**REQUEST 1:** In the mailing-list reply below about the libnvdimm flush barrier patch, who is the sender?

**EXCERPT:**
>> Start
All of lore.kernel.org
 help / color / mirror / Atom feed
From: "Aneesh Kumar K.V" <aneesh.kumar@linux.ibm.com>
To: Dan Williams <dan.j.williams@intel.com>
Cc: linuxppc-dev <linuxppc-dev@lists.ozlabs.org>,
	Michael Ellerman <mpe@ellerman.id.au>,
	linux-nvdimm <linux-nvdimm@lists.01.org>,
	alistair@popple.id.au
Subject: Re: [PATCH v2 3/5] libnvdimm/nvdimm/flush: Allow architecture to override the flush barrier
Date: Thu, 21 May 2020 00:13:42 +0530	[thread overview]
Message-ID: <87v9kqqwf5.fsf@linux.ibm.com> (raw)
In-Reply-To: <CAPcyv4jZhYXEmYGzqGPjPtq9ZWJNtQyszN0V0Xcv0qtByK_KCw@mail.gmail.com>

Dan Williams <dan.j.williams@intel.com> writes:

> On Tue, May 19, 2020 at 6:53 AM Aneesh Kumar K.V
> <aneesh.kumar@linux.ibm.com> wrote:
>>
>> Dan Williams <dan.j.williams@intel.com> writes:
>>
>> > On Mon, May 18, 2020 at 10:30 PM Aneesh Kumar K.V
>> > <aneesh.kumar@linux.ibm.com> wrote:
>>
>> ...
>> End
**INPUT FOR THIS TASK:**
>> Start
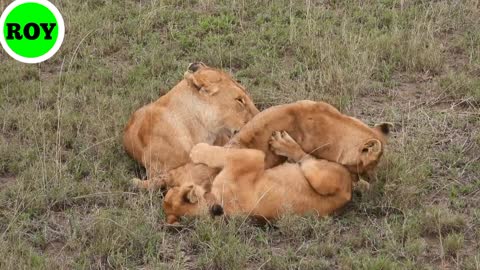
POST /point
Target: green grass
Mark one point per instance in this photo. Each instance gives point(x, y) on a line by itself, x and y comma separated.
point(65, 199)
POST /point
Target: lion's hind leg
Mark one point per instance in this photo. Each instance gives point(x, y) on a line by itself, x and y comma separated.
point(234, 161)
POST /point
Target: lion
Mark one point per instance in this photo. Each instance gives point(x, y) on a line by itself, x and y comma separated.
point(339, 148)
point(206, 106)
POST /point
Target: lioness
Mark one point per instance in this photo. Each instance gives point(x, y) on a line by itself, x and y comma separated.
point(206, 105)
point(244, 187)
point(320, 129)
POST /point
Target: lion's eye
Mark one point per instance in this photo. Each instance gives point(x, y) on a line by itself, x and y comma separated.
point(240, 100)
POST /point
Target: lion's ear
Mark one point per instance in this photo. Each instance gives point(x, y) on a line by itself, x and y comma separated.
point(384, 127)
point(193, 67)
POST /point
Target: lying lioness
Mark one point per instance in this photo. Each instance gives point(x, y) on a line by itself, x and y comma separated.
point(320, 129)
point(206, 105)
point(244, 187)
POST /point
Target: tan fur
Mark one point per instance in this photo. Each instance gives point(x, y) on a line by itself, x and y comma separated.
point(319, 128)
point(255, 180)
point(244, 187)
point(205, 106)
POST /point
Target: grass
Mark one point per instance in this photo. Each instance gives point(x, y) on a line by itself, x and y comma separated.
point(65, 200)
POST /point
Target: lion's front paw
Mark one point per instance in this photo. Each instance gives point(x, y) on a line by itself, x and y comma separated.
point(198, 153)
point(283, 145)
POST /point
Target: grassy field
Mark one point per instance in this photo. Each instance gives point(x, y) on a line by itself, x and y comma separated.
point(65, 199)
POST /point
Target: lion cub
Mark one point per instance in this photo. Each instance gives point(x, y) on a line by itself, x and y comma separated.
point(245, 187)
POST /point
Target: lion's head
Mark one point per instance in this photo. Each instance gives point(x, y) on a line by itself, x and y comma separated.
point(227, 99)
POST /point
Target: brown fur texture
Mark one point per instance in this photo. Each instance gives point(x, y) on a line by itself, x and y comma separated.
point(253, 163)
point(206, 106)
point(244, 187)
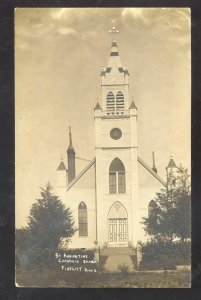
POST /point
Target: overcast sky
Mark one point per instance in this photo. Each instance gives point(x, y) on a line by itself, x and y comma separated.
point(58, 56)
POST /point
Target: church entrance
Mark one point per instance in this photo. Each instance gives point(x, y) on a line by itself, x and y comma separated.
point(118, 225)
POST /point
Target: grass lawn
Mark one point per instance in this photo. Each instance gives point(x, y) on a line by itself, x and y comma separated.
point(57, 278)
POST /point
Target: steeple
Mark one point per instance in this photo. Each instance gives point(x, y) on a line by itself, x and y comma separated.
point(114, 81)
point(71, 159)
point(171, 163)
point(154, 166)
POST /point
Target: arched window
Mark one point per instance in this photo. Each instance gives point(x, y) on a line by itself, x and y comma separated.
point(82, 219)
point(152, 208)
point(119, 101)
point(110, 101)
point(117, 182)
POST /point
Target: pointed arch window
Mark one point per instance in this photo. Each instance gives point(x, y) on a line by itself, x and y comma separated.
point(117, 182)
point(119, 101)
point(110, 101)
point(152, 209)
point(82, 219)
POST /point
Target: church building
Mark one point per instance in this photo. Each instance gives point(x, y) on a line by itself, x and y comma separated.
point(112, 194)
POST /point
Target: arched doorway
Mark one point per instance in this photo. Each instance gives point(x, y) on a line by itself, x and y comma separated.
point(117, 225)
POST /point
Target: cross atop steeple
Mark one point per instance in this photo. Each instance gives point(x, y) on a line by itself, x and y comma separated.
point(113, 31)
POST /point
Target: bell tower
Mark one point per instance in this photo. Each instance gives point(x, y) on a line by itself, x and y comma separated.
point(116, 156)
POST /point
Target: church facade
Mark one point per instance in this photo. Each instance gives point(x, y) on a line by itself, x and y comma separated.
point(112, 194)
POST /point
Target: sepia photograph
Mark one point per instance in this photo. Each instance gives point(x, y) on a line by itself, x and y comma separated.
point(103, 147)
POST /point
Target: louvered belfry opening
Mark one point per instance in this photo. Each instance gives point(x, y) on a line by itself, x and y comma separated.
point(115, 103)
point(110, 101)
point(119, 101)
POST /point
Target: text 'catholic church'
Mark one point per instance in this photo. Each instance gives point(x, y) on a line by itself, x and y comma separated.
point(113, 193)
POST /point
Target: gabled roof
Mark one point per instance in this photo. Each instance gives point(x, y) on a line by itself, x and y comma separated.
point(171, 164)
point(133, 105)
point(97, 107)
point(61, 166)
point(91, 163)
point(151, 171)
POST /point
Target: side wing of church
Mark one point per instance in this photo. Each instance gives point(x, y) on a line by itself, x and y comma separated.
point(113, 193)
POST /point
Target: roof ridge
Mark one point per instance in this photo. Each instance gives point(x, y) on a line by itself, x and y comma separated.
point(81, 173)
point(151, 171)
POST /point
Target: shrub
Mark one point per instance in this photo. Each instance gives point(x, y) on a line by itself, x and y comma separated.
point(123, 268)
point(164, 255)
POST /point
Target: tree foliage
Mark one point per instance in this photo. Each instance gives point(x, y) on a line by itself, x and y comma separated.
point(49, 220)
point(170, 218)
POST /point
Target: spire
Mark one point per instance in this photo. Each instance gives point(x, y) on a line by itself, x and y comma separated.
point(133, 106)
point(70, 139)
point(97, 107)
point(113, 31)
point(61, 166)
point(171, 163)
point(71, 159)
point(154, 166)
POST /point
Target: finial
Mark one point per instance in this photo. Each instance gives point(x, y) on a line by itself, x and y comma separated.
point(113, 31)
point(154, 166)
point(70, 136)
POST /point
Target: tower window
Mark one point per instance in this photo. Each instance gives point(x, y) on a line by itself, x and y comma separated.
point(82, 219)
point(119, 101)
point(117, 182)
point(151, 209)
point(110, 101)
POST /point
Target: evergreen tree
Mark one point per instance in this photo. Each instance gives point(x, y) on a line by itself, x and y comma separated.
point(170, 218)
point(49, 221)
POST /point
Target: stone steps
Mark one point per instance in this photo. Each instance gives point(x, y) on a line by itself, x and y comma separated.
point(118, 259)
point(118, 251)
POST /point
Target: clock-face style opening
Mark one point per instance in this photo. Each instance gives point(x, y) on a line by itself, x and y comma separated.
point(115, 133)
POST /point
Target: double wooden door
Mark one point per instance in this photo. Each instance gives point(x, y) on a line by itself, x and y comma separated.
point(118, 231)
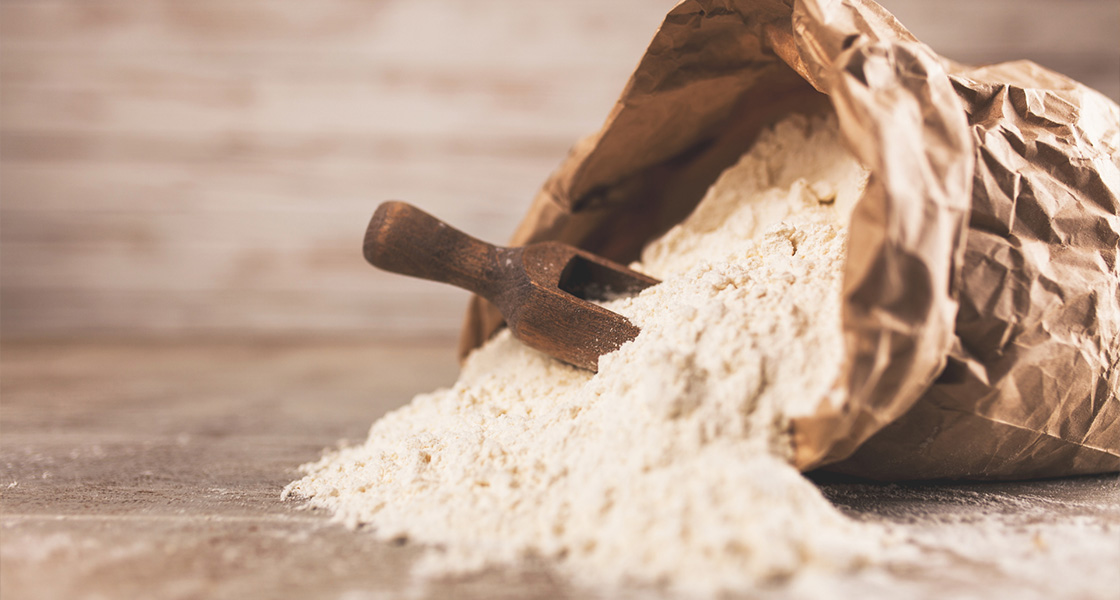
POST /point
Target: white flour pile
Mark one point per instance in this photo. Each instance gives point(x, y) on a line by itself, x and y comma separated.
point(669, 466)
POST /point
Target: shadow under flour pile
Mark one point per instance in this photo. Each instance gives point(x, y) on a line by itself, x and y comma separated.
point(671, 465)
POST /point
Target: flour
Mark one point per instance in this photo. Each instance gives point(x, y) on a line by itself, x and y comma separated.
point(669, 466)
>> End
>> Start
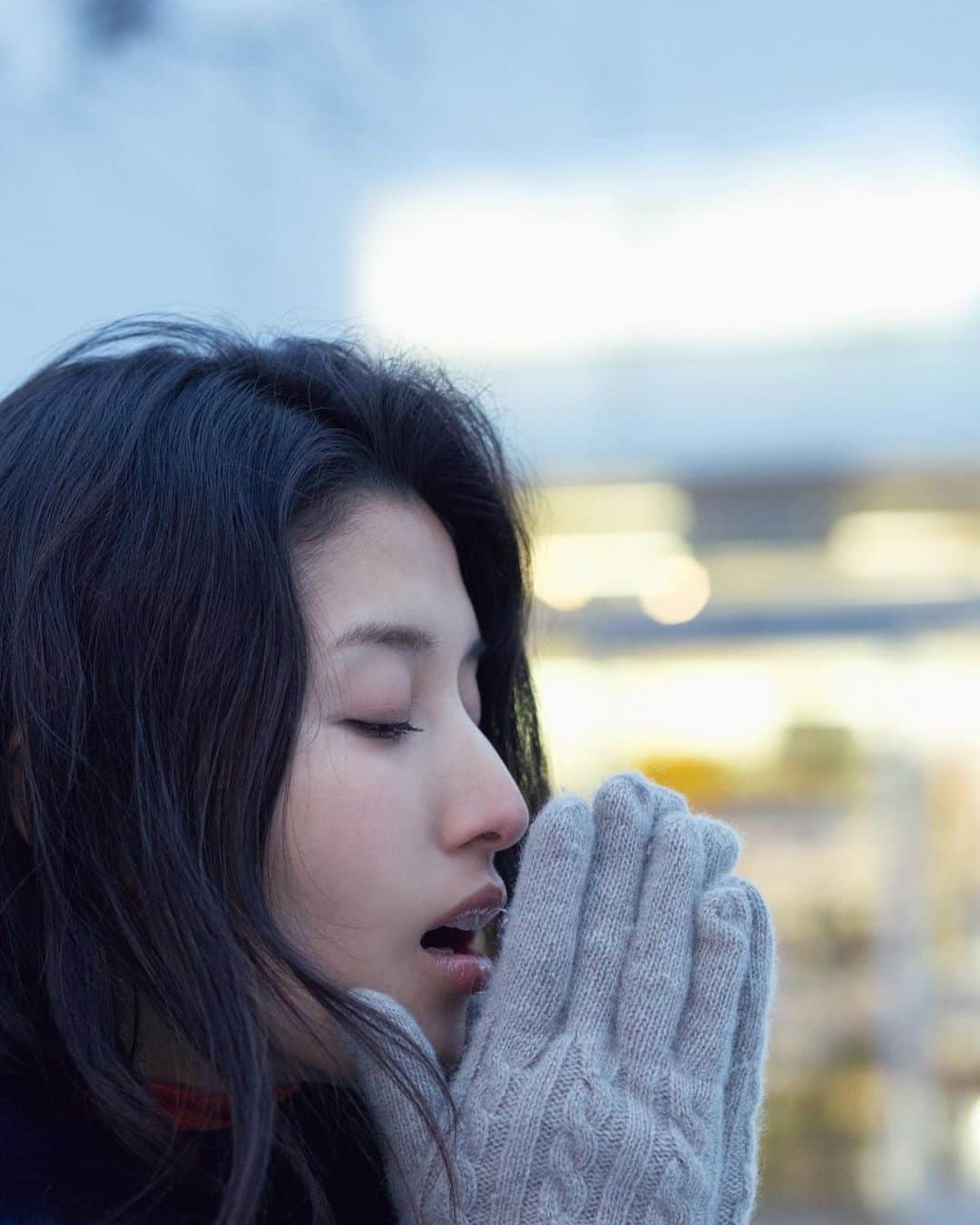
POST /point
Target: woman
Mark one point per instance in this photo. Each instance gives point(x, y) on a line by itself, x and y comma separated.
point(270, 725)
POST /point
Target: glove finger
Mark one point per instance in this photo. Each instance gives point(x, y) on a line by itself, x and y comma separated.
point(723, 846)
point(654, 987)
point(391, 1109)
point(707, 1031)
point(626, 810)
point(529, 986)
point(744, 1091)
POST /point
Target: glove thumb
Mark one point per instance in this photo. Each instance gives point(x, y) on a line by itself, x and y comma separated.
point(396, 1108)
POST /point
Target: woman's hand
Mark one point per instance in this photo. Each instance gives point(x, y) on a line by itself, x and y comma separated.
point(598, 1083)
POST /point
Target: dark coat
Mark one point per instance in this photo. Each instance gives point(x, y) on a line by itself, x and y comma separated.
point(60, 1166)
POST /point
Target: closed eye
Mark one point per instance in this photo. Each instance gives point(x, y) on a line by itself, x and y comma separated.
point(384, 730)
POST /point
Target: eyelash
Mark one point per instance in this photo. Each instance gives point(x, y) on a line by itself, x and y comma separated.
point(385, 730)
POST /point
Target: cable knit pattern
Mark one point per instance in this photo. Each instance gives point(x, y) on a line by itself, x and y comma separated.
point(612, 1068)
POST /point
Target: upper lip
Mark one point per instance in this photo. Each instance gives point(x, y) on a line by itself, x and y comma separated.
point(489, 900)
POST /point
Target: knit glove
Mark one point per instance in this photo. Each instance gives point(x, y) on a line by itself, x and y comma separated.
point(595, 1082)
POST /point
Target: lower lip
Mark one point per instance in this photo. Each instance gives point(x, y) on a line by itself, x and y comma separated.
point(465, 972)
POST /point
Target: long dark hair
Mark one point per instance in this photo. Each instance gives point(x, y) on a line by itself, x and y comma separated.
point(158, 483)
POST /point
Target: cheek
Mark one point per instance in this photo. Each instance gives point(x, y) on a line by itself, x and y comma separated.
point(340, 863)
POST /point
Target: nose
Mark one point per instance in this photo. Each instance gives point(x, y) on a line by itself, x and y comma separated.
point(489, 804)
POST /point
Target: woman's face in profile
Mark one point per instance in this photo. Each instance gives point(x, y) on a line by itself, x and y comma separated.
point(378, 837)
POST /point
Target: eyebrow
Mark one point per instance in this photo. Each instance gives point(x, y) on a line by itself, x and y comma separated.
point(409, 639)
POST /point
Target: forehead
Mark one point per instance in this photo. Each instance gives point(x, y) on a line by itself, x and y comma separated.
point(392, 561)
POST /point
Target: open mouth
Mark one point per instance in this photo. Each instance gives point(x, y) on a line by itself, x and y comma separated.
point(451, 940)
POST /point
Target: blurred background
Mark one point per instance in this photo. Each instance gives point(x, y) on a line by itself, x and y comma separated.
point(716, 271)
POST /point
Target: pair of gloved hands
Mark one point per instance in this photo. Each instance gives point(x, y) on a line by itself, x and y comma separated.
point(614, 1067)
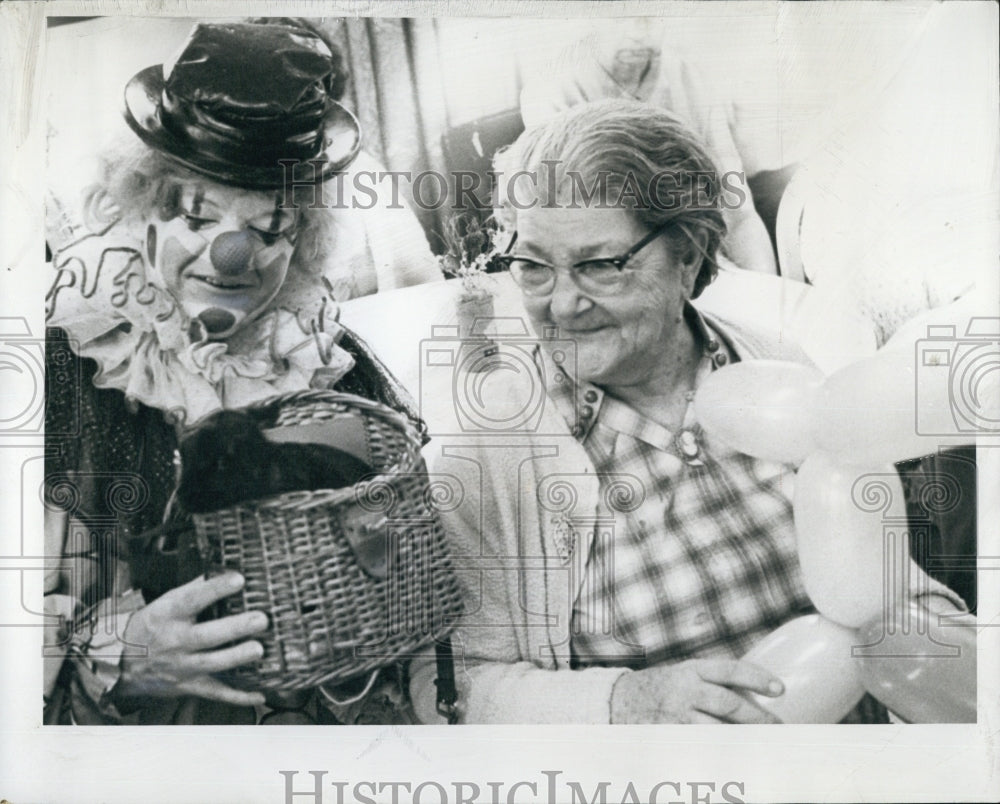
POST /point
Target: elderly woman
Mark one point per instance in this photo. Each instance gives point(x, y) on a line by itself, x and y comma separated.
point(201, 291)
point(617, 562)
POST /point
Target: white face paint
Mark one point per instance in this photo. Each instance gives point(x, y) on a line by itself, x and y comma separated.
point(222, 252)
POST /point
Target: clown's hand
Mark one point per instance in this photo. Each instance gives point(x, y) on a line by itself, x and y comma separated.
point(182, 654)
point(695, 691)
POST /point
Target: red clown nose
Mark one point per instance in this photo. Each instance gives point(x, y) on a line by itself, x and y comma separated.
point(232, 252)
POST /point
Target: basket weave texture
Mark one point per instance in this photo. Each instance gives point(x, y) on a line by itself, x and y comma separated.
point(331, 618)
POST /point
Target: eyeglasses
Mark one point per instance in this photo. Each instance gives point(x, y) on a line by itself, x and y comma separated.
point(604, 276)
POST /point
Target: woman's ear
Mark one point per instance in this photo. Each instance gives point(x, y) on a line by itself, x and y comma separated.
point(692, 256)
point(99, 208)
>> End
**REQUEST 2:** From the listing above, collect every line that holds the word "steeple".

**WRITTEN SOLUTION 1:** Aneesh Kumar K.V (aneesh.kumar@linux.ibm.com)

**WRITTEN SOLUTION 2:**
Target: steeple
Target: cross atop steeple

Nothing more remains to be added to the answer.